Start of Block
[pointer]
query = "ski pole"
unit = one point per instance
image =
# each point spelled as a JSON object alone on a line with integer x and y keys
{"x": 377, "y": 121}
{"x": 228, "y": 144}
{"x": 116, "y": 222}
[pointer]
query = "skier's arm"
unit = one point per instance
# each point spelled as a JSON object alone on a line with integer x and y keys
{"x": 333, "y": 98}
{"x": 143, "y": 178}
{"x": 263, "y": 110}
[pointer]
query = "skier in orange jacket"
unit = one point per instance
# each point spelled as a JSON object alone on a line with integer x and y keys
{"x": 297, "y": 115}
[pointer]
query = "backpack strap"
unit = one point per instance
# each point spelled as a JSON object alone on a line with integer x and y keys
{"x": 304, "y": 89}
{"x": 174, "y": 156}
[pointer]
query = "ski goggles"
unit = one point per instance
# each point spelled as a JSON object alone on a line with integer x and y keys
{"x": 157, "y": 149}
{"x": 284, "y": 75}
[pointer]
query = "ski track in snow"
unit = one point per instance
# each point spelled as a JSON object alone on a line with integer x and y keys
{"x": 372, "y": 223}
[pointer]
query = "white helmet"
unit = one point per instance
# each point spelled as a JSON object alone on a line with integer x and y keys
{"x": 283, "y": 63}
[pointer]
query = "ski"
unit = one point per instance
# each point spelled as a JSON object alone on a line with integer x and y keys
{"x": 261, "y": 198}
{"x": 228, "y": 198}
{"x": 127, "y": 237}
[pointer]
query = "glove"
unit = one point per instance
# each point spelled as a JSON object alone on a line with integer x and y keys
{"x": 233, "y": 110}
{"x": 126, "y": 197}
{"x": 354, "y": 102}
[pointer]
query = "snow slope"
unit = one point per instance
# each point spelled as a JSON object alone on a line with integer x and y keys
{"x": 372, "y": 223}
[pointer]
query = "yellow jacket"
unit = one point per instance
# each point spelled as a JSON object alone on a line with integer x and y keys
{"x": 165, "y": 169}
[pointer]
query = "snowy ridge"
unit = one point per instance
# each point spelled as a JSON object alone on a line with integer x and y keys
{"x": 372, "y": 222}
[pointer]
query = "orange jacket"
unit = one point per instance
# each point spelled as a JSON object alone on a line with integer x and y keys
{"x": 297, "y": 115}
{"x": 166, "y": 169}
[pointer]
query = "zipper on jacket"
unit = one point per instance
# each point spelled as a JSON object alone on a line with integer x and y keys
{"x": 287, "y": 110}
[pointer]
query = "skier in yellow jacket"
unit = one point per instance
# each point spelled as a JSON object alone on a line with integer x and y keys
End of Block
== What is being asked ==
Write out every entry word for word.

== Result of the task ==
[pointer]
query = "ski pole"
unit = one point per instance
image =
# each point spelled as a JSON object alone on a line with integer x and y keys
{"x": 377, "y": 121}
{"x": 228, "y": 144}
{"x": 116, "y": 222}
[pointer]
query = "skier's arm"
unit = one point per instance
# each point spelled as a JSON object alone on a line with integer x and y keys
{"x": 333, "y": 98}
{"x": 143, "y": 178}
{"x": 263, "y": 110}
[pointer]
query = "skier in orange jacket"
unit = one point per instance
# each point spelled as a JSON object alone on a line with integer x and y keys
{"x": 297, "y": 115}
[pointer]
query = "backpack strap"
unit = one point per instance
# each point spelled as a JSON object alone on a line with integer x and y keys
{"x": 304, "y": 89}
{"x": 174, "y": 156}
[pointer]
query = "ski goggles"
unit = one point per instance
# each point spelled as a JSON object alone on a line with integer x and y keys
{"x": 157, "y": 149}
{"x": 284, "y": 75}
[pointer]
query = "ski track in snow"
unit = one point per instance
# each point spelled as a JSON object alone on a line with integer x and y keys
{"x": 372, "y": 223}
[pointer]
query = "white helmet"
unit = one point per instance
# each point spelled as a JSON object alone on a line with integer x and y keys
{"x": 283, "y": 63}
[pointer]
query = "ski"
unit = one point per instance
# each point spelled as a JSON object alone on a line with integer x and y keys
{"x": 261, "y": 198}
{"x": 228, "y": 198}
{"x": 127, "y": 237}
[pointer]
query = "glove"
unit = one point per instance
# each point spelled as a JSON object alone on a line with integer x and y keys
{"x": 233, "y": 110}
{"x": 126, "y": 197}
{"x": 354, "y": 102}
[pointer]
query = "snow slope"
unit = one point per instance
# each point spelled as a JSON object alone on a line with integer x and y keys
{"x": 372, "y": 223}
[pointer]
query = "yellow jacket"
unit = one point per instance
# each point spelled as a JSON object alone on a line with integer x and y keys
{"x": 165, "y": 169}
[pointer]
query = "snowy ridge"
unit = one point per instance
# each point spelled as a JSON object alone on a line with integer x and y keys
{"x": 372, "y": 222}
[pointer]
query = "orange jacket"
unit = one point per instance
# each point spelled as a JSON object alone on a line with integer x and y keys
{"x": 297, "y": 115}
{"x": 166, "y": 169}
[pointer]
query = "zipper on jacket"
unit = one point per instance
# each point spelled as a JSON object alone on a line with integer x and y keys
{"x": 287, "y": 110}
[pointer]
query = "skier in yellow jacket"
unit = one point per instance
# each point spelled as a JSON object alone on a line with integer x and y keys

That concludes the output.